# SHORT EXERCISE
Which lines in the entries below contain the word "skier"? Copy each such line in full.

───── DATASET ENTRIES ─────

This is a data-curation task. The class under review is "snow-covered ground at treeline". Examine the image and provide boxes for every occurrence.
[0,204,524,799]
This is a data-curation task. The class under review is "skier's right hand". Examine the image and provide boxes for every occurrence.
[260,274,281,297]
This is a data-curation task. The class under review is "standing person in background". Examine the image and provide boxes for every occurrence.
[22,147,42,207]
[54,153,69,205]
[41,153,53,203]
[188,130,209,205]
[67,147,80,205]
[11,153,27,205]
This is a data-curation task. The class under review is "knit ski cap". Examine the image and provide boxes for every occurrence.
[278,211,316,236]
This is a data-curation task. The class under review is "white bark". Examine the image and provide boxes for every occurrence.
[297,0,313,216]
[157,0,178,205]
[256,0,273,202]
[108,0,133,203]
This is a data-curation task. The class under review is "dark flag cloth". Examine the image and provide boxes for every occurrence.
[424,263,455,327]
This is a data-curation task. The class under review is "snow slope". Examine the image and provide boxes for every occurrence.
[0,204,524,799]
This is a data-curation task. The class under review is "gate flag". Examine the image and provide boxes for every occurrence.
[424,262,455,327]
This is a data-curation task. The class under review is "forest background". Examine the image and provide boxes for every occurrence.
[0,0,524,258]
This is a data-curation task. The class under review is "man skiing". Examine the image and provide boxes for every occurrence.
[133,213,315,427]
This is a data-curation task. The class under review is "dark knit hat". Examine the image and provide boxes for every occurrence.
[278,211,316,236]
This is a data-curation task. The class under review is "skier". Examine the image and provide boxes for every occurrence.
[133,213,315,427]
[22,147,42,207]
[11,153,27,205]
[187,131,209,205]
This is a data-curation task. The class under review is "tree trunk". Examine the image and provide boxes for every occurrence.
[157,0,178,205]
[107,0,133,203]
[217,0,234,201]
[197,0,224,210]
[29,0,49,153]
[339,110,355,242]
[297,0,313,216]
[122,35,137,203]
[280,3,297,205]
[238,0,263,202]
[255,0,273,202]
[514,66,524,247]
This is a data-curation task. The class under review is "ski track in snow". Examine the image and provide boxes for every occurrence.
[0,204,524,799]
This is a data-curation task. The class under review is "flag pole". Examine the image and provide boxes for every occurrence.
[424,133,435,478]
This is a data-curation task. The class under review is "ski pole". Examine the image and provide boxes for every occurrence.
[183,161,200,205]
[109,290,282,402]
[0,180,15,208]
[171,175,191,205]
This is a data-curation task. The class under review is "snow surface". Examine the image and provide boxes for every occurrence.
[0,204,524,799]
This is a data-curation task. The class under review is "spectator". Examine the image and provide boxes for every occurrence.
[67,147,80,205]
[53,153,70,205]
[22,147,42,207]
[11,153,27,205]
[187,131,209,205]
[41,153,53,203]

─────
───── DATASET ENTRIES ─────

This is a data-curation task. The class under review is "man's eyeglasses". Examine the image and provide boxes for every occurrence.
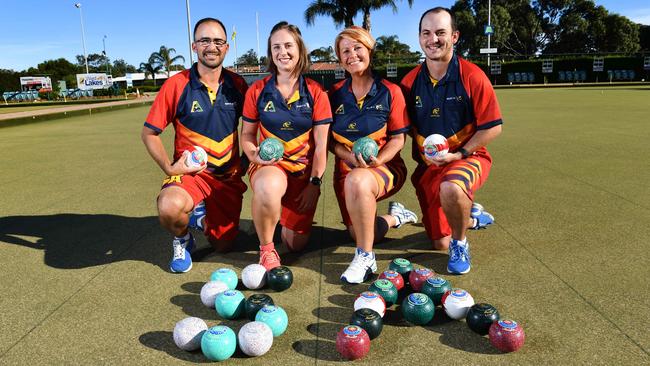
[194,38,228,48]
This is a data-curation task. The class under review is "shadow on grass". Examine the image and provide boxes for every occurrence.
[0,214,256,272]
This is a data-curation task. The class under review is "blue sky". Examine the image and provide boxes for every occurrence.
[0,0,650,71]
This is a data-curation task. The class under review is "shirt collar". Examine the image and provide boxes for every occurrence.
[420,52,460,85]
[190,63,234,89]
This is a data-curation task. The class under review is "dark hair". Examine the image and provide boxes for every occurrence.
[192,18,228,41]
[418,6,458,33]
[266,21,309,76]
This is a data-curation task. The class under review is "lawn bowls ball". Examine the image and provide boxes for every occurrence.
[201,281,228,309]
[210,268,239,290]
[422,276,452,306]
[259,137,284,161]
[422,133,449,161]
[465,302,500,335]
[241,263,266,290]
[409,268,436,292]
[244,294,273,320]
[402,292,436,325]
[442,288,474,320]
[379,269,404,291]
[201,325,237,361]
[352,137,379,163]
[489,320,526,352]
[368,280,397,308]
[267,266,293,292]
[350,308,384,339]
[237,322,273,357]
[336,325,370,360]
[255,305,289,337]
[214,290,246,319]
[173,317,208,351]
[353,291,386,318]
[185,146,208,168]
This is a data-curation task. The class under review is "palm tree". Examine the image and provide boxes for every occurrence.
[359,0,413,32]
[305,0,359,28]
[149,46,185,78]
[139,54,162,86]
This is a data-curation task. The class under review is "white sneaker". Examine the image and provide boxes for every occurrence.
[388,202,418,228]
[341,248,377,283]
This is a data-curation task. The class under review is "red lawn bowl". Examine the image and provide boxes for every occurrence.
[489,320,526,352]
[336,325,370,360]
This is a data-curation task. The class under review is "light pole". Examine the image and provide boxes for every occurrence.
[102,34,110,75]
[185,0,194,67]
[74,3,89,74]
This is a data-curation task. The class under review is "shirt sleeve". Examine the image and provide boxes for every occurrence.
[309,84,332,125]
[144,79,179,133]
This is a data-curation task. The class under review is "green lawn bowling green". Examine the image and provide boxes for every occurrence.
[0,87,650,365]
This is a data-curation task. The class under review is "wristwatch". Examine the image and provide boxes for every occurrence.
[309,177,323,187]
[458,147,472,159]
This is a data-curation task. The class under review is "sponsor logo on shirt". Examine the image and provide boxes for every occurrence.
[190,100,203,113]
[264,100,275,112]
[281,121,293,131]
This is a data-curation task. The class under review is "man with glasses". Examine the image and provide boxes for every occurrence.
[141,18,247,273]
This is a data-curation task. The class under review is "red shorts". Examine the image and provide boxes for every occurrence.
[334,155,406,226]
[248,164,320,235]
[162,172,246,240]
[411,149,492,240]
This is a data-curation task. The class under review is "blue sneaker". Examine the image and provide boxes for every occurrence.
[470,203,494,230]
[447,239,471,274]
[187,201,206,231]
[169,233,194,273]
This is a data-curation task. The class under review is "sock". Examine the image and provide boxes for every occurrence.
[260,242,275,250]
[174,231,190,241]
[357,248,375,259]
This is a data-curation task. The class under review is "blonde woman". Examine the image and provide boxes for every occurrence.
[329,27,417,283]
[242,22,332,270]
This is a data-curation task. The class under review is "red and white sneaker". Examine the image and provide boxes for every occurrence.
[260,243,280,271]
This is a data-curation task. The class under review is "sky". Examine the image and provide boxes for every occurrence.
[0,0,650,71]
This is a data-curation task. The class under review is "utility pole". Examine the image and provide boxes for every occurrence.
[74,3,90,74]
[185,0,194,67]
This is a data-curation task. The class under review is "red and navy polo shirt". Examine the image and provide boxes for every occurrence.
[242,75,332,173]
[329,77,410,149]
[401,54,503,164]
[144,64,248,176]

─────

# CORRECT OUTPUT
This is a data-curation task. The class under review is "skier's right hand". Examine the image and provide boxes for every occurrence.
This is a data-curation task. The class under review is "skier". Examine the image and provide boxes for every occurrence.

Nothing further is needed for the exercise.